Raw data START

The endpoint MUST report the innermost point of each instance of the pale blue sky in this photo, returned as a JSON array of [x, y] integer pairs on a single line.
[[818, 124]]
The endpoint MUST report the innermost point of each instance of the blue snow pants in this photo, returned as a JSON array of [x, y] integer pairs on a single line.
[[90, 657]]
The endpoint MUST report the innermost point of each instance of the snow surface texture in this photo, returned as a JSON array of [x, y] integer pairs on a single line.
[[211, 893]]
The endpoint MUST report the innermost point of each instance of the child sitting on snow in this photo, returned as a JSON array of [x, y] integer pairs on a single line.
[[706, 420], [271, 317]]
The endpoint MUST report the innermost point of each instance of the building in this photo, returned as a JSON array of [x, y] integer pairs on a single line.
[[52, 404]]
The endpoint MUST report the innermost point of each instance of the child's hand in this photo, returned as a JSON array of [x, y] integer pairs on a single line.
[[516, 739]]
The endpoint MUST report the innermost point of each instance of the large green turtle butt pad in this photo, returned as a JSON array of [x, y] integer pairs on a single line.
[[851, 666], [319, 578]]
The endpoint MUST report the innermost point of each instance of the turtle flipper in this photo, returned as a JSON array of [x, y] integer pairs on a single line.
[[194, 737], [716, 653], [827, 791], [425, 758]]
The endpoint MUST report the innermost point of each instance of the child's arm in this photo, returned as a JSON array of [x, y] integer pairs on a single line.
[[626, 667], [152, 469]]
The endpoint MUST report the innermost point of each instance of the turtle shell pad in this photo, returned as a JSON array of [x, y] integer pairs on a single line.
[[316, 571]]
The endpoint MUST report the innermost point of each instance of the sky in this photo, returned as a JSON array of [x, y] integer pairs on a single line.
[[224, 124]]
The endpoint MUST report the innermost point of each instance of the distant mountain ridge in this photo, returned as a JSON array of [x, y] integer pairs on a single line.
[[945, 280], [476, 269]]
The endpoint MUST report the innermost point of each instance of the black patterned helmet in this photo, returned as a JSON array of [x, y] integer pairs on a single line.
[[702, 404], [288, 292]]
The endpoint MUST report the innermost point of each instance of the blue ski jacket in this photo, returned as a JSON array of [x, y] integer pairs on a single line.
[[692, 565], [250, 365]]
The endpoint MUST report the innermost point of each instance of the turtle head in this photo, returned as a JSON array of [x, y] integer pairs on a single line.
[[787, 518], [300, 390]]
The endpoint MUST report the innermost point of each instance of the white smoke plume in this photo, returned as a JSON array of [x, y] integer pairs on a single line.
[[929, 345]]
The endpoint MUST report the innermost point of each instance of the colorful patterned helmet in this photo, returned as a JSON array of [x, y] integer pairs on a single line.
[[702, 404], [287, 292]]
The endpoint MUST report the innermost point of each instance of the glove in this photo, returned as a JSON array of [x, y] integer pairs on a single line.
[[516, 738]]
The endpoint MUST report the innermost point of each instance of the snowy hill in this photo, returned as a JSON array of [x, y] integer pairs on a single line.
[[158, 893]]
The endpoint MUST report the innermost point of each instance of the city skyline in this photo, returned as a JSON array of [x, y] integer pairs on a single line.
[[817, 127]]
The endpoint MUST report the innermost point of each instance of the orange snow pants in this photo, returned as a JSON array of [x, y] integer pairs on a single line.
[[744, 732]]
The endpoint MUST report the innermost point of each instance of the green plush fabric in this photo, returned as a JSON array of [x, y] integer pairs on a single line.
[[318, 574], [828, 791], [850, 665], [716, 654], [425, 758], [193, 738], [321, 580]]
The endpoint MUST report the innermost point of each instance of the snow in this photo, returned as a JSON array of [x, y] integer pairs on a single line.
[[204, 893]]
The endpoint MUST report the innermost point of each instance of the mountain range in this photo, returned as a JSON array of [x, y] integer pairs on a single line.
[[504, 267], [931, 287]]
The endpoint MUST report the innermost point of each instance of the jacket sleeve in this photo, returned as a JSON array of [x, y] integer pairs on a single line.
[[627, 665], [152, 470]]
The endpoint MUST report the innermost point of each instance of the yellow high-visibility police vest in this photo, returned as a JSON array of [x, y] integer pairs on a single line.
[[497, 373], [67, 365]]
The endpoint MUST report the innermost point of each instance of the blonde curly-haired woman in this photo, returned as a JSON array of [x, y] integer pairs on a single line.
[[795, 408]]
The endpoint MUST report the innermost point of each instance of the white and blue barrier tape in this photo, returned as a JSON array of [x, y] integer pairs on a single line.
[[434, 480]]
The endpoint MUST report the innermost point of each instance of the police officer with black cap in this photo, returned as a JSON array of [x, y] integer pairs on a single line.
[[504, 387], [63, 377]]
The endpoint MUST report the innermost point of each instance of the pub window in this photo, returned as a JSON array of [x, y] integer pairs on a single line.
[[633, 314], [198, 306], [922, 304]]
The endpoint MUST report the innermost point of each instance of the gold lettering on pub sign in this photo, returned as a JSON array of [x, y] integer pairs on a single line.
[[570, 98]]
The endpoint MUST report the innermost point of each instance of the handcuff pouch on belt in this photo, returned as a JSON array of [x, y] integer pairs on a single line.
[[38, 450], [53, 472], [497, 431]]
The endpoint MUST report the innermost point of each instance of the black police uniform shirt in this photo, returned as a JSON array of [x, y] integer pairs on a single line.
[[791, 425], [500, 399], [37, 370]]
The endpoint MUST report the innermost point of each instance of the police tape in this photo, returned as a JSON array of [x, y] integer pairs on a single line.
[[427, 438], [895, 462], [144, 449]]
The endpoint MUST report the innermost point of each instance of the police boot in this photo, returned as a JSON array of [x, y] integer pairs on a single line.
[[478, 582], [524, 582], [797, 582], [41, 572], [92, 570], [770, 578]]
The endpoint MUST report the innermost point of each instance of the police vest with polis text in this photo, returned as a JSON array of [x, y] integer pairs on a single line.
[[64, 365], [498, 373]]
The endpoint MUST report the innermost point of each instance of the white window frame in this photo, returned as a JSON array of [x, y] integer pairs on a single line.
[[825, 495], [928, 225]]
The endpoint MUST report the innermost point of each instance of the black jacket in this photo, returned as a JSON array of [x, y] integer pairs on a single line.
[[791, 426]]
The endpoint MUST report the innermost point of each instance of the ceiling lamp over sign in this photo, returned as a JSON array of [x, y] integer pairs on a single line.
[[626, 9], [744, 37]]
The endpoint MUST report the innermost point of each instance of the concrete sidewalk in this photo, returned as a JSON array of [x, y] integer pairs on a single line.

Raw data END

Exercise details
Output all of the listing exactly as written.

Completed exercise
The endpoint MUST report the innermost point of each instance of the pale blue sky in this photo, returned as a JSON array of [x, y] integer pairs on a single line.
[[818, 124]]
The endpoint MUST report the innermost point of each instance of the blue snow pants in this photo, returned as a JSON array of [x, y] integer pairs on a single line.
[[90, 657]]
The endpoint MUST report the innermost point of each instance of the snow surface texture in this photo, returned as a JSON array of [x, y] integer pairs on a single line.
[[211, 893]]
The endpoint MUST report the innermost point of each instance of the child sitting on snow in this photo, returned as a JSON array of [x, y] integer pairs on a single line.
[[706, 420], [271, 317]]
The endpoint MUST report the innermost point of each instance of the building in this photo, returned as a JSON array of [x, y] integer pairs on a single line.
[[52, 404]]
The endpoint MUST report the innermost point of each instance of the child's hand in this photo, returned as a JSON array of [x, y] integer pairs on a single line.
[[516, 739]]
The endpoint MUST report the innermost point of each instance of the large green turtle butt pad in this photo, returned as a JSON array of [x, y] integer pairs on a single line.
[[851, 666], [319, 578]]
The endpoint MUST report the innermost point of each instance of the turtle flipper in this photo, returned as a JSON array of [x, y] integer pairs on a single line.
[[194, 737], [716, 653], [827, 791], [425, 758]]
The endpoint MUST report the innermost point of each instance of the child's arm in this photo, returned as a JSON array of [x, y] integer pairs on a single line.
[[626, 667], [152, 469]]
The endpoint MUST report the innermost point of each instance of the turtle shell pad in this photo, returned as a JSON array of [x, y] integer pairs on a single line.
[[316, 571]]
The endpoint MUST report the innermost point of each instance of the sky in this photo, returned as a JSON array of [x, y] integer pairs on a single line.
[[224, 124]]
The endpoint MUST report the innermost point of each instance of the distant mountain ridge in this photo, returned as a JSON array of [x, y] integer pairs on a single line.
[[945, 280], [476, 269]]
The endpoint MUST report the innermost point of each instance of the black patterned helmet in this photo, returned as a JSON array of [x, y] integer pairs on a single line.
[[702, 404], [288, 292]]
The endpoint MUST report the innermost point of each instance of the blue ski jacket in this photo, returned as a JSON array of [x, y] integer pairs on a single line.
[[692, 565], [250, 365]]
The endpoint MUST report the innermost point of each instance of the turtle head in this photo, returned as a JSON array of [x, y] integer pairs on a single line.
[[787, 518], [300, 390]]
The endpoint MUST report the innermost point of each instance of the white smoke plume in this photo, returned as a JSON array of [x, y] integer pairs on a single line.
[[929, 345]]
The endpoint MUST report the innermost point of each instance of the colorful patterned helmet in this photo, returned as a JSON array of [x, y] integer pairs on a single line.
[[702, 404], [287, 292]]
The endpoint MUST report the innermost point of each instance of the glove in this photo, returned as a JSON array of [x, y] integer pairs on a single line.
[[516, 738]]
The endpoint MUST report the innermost point of each instance of the snowy hill in this photo, returned as a JSON array of [x, y] integer pairs on a single line.
[[158, 893]]
The endpoint MUST report the innermost point of each instance of the city skyline in this photo, returned as a JSON array of [x, y] integer pairs on a single line.
[[817, 127]]
The endpoint MUST report the innermost point of each instance of the orange snow pants in this photo, returned as a JSON array of [x, y] integer pairs on a single line.
[[744, 732]]
The endpoint MUST report the innermost point of each instance of the green plush fabric in this photo, returned as a JSON array of [x, y] integer pairs on a single line.
[[318, 574], [828, 791], [850, 665], [716, 654], [425, 758], [193, 738], [321, 580]]
The endpoint MUST report the innermost point of each instance of the snow in this photo, returned as a JSON array of [x, y] integer pairs on a single line.
[[204, 893]]
The endpoint MUST report the innermost point of each instance of the mountain range in this photo, returned as a JSON array of [x, y] integer pairs on a single line.
[[504, 267], [931, 287]]
The endpoint MUST report the innermost point of each instance of the jacket sleeve in this photo, returned as a JSON array of [x, y] integer pairs on a single line.
[[627, 665], [152, 470]]
The endpoint MUST report the innermost point of each instance of the yellow high-visibility police vest in this photo, returned as a JSON array of [x, y] integer pairs on a single line.
[[497, 373], [67, 365]]
The endpoint MUST report the innermost point of each instance of the blonde curly-haired woman in this photo, returned as a JSON array of [x, y] integer pairs on a single line.
[[795, 408]]
The endpoint MUST report the innermost point of each instance of the white and blue barrier tape in this photo, returned as a JSON array of [x, y] integer pairs on a single line.
[[434, 480]]
The endpoint MUST report the innermost point of each instance of the police officer with black cap in this photo, returned as a JSON array of [x, y] integer pairs on a single line.
[[504, 387], [63, 377]]
The endpoint MUST report the innermost point of each instance of the pub window in this photo, returned as a JSON array of [x, y] integer pairs on a single line.
[[633, 314], [198, 306], [922, 304]]
The endpoint MUST report the innermost point of each instance of the gold lettering on pub sign in this photo, returned as a JSON array of [x, y] integer pairs on a single line.
[[570, 98]]
The endpoint MUST report the innermost point of each instance of the handcuff pouch on belt in this photo, returned as a JSON array of [x, y] integer pairs on a single line.
[[38, 450], [53, 472], [497, 431]]
The endpoint MUST report the innermost point of each instance of the black police uniform shirt in this photo, returned as a JSON array of [x, y] integer pairs on a single line.
[[791, 425], [500, 399], [37, 370]]
The endpoint MUST report the innermost point of each instance of the police tape in this photo, returned as a JSON array of [x, y] integer pairs on a single line.
[[427, 438], [895, 462], [144, 449]]
The endpoint MUST report the innermost point of each instance of the police boot in this photo, returned as a JSON array of [x, y] integer pairs on a single line.
[[478, 582], [524, 582], [797, 582], [41, 572], [92, 570], [770, 578]]
The endpoint MUST report the innermost point of each instance of the police vest with polis text in this photo, returned as a JSON array of [x, y] integer pairs on a single line.
[[64, 365], [498, 373]]
The endpoint MUST report the innermost point of each instance of the white window frame in this photo, returned as a JSON array of [x, y] integer pairs on a single line.
[[825, 495], [928, 225]]
The endpoint MUST report the innermost point of each instance of the black jacket in this photo, returned as a JSON array of [x, y] integer pairs on a single line.
[[791, 426]]
The endpoint MUST report the innermost point of each instance of the ceiling lamp over sign in this photo, returned as a JSON array of [x, y] integer pairs on a single line.
[[626, 9], [744, 37]]
The endpoint MUST report the innermost point of each instance of the concrete sidewalk in this photo, returned as a JSON array of [x, y] integer pairs on a single line.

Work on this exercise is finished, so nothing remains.